Directions for this task: Reproduce the stretch of the IO testing message from "From: Rich <richa03_at_gmail.com>" through "available on 10.2." word for word.

IO testing - CALIBRATE_IO (11g) vs. other (10g)

From: Rich <richa03_at_gmail.com>
Date: Wed, 3 Apr 2013 09:20:39 -0700
Message-ID: <CALgGkeD1P0TV+gbDReMRTr38KMdEhgmFYUueLWCANzMG_9f54g_at_mail.gmail.com>



Hi All,
We are strongly considering moving a key production database from 10.2.0.4 on Solaris to 11.2.0.3 on Linux (also, different server and SAN).

We've done a simple test of IO performance using DBMS_RESOURCE_MANAGER.CALIBRATE_IO on the new platform we (I) believe the result to be favorable.

I'd like to simulate DBMS_RESOURCE_MANAGER.CALIBRATE_IO testing on the current (10.2.0.4 production) system to try to get comparison metrics in order to set expectations on the new system.

Please note that the function DBMS_RESOURCE_MANAGER.CALIBRATE_IO is not available on 10.2.

Records provided:
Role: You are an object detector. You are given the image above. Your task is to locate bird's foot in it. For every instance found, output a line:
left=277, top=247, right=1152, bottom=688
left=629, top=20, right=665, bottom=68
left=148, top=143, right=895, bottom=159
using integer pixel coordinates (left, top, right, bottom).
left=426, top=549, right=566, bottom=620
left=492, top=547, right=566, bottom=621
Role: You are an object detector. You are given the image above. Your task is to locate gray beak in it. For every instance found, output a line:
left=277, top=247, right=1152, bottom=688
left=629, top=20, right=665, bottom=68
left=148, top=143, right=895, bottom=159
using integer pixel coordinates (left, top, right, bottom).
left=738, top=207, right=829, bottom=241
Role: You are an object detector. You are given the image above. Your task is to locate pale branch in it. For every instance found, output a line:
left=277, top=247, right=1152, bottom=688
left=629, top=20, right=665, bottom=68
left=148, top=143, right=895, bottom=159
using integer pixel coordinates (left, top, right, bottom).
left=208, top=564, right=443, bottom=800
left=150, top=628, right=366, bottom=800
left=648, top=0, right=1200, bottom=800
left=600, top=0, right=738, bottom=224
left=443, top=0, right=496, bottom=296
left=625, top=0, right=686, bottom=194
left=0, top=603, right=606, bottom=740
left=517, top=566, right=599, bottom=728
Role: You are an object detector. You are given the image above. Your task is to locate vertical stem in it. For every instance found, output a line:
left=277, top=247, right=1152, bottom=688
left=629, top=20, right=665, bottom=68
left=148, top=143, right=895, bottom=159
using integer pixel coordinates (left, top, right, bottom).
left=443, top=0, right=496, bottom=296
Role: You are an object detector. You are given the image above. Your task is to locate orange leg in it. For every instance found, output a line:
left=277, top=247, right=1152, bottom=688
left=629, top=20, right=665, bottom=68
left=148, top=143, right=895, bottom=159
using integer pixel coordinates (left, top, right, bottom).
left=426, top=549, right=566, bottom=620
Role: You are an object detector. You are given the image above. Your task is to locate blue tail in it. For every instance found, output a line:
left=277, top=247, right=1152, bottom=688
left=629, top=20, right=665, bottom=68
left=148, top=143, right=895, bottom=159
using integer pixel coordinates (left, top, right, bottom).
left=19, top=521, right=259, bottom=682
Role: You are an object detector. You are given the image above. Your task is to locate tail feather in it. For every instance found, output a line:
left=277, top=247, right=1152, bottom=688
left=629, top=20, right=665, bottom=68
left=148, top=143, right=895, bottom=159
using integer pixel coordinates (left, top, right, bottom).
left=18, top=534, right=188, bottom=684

Result:
From: Rich <richa03_at_gmail.com>
Date: Wed, 3 Apr 2013 09:20:39 -0700
Message-ID: <CALgGkeD1P0TV+gbDReMRTr38KMdEhgmFYUueLWCANzMG_9f54g_at_mail.gmail.com>



Hi All,
We are strongly considering moving a key production database from 10.2.0.4 on Solaris to 11.2.0.3 on Linux (also, different server and SAN).

We've done a simple test of IO performance using DBMS_RESOURCE_MANAGER.CALIBRATE_IO on the new platform we (I) believe the result to be favorable.

I'd like to simulate DBMS_RESOURCE_MANAGER.CALIBRATE_IO testing on the current (10.2.0.4 production) system to try to get comparison metrics in order to set expectations on the new system.

Please note that the function DBMS_RESOURCE_MANAGER.CALIBRATE_IO is not available on 10.2.